> _Excerpted text_
## Begin

As you walk into the theatre room, the Bluey stage opens up to seating on the back and side walls. As you cross the second threshold, you find instrumentalists flanking the walls next to you. The stage is laid out with seating on the back and side walls in a U-shape, with O and E kneeling on the floor in the middle of the stage you cross to get to your seat. The story starts with a stretch of silence which makes you susceptible to falling into the meditative state the actors seem to be held in; as if they’re pulling you into their reality. The silence is broken with a romantic scene with the genderless characters. From the first movement, Charis Postmus stirs the room with her rambunctious portrayal of E in what can only be described as an operatic clown.
O,D,E. Photography by Josh Wells.
The sounds that follow between the breaks of silence play out a novel conversation between the vocalists and the instrumentalists. There are times where it feels like the actors’ movement and voices are controlling the instrumentalists, and times when it feels like the opposite. When you go to this show and are offered earplugs at the lobby, I suggest you take them. As the sounds permeated through the air in the first act it felt like they nudged the walls and made them wobbly. Perhaps that was reality of the world outside fading.

## End

> _Task material_

## Begin

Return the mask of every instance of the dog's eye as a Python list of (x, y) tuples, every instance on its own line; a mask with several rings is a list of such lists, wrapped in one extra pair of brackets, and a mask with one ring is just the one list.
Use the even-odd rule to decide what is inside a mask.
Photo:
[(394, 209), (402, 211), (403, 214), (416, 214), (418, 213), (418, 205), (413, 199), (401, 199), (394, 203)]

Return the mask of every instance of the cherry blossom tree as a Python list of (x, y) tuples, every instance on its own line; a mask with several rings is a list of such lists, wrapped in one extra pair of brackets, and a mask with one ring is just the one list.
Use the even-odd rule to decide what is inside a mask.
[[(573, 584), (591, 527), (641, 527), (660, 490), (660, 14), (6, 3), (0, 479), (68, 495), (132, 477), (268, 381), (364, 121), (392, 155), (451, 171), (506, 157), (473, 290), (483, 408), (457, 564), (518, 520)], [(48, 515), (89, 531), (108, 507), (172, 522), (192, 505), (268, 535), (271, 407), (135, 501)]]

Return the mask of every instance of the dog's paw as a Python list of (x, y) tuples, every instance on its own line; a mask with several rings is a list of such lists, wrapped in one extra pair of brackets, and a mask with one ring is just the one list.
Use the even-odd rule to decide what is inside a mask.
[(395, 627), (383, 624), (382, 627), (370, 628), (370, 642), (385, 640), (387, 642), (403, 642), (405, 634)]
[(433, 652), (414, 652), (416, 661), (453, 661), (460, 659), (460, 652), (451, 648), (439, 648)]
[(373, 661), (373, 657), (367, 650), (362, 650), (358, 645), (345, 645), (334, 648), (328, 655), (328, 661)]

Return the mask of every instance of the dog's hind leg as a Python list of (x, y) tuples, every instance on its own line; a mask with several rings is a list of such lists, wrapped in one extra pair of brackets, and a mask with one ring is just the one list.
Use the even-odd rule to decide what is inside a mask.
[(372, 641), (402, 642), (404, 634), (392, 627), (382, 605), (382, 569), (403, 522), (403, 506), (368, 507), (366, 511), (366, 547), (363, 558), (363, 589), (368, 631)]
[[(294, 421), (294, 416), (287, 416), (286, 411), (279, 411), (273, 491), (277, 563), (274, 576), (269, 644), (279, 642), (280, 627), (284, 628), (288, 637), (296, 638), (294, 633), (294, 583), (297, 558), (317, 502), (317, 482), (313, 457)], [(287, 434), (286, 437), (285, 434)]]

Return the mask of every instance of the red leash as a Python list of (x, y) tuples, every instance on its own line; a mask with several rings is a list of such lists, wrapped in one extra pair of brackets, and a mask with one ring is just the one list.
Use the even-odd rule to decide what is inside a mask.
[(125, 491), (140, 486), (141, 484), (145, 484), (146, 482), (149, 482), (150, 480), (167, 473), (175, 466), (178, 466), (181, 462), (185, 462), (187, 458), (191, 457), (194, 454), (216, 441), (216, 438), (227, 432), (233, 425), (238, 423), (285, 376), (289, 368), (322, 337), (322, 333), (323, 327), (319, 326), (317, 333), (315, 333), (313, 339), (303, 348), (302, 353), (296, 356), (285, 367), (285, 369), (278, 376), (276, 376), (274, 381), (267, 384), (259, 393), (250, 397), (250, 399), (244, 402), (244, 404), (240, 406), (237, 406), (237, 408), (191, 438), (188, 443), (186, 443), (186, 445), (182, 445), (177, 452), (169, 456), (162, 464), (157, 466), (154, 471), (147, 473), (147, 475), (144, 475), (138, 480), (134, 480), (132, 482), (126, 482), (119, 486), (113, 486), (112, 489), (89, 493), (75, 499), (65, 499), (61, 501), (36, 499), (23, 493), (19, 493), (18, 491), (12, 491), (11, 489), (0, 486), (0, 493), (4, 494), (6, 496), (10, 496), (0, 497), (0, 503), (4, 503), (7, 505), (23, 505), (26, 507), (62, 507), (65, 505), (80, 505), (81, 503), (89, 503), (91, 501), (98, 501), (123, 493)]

## End

> _Task instructions_
[1] Answer from the theater excerpt:
(a) Who plays E?
(b) In what shape is the seating arranged?
(c) What does the theater excerpt say you are offered at the lobby?
[2] Replace every "even-odd rule" with "nonzero winding rule" in the rows from the very first line through the line containing "655), (328, 661)]", keeping everything else unchanged. Output only those lines.
The rows are unrelated to the theater excerpt.

> _Answers given_
[1]
(a) Charis Postmus
(b) A U-shape
(c) Earplugs

[2]
Return the mask of every instance of the dog's eye as a Python list of (x, y) tuples, every instance on its own line; a mask with several rings is a list of such lists, wrapped in one extra pair of brackets, and a mask with one ring is just the one list.
Use the nonzero winding rule to decide what is inside a mask.
Photo:
[(394, 209), (402, 211), (403, 214), (416, 214), (418, 213), (418, 205), (413, 199), (401, 199), (394, 203)]

Return the mask of every instance of the cherry blossom tree as a Python list of (x, y) tuples, every instance on its own line; a mask with several rings is a list of such lists, wrapped in one extra pair of brackets, and a mask with one ring is just the one list.
Use the nonzero winding rule to decide what is inside a mask.
[[(573, 584), (591, 527), (641, 527), (660, 490), (660, 14), (6, 3), (0, 479), (68, 495), (132, 477), (268, 381), (364, 121), (392, 155), (451, 171), (506, 157), (473, 290), (483, 408), (457, 564), (518, 520)], [(48, 515), (89, 531), (108, 507), (172, 522), (192, 505), (268, 535), (271, 407), (135, 501)]]

Return the mask of every instance of the dog's paw as a Python list of (x, y) tuples, every instance on its own line; a mask with several rings is a list of such lists, wrapped in one extra pair of brackets, and a mask with one ring is just the one list.
Use the nonzero winding rule to decide what is inside a mask.
[(395, 627), (383, 624), (382, 627), (370, 628), (370, 642), (385, 640), (387, 642), (403, 642), (405, 634)]
[(433, 652), (414, 652), (416, 661), (453, 661), (460, 659), (460, 652), (451, 648), (439, 648)]
[(373, 661), (373, 657), (367, 650), (362, 650), (358, 645), (345, 645), (334, 648), (328, 655), (328, 661)]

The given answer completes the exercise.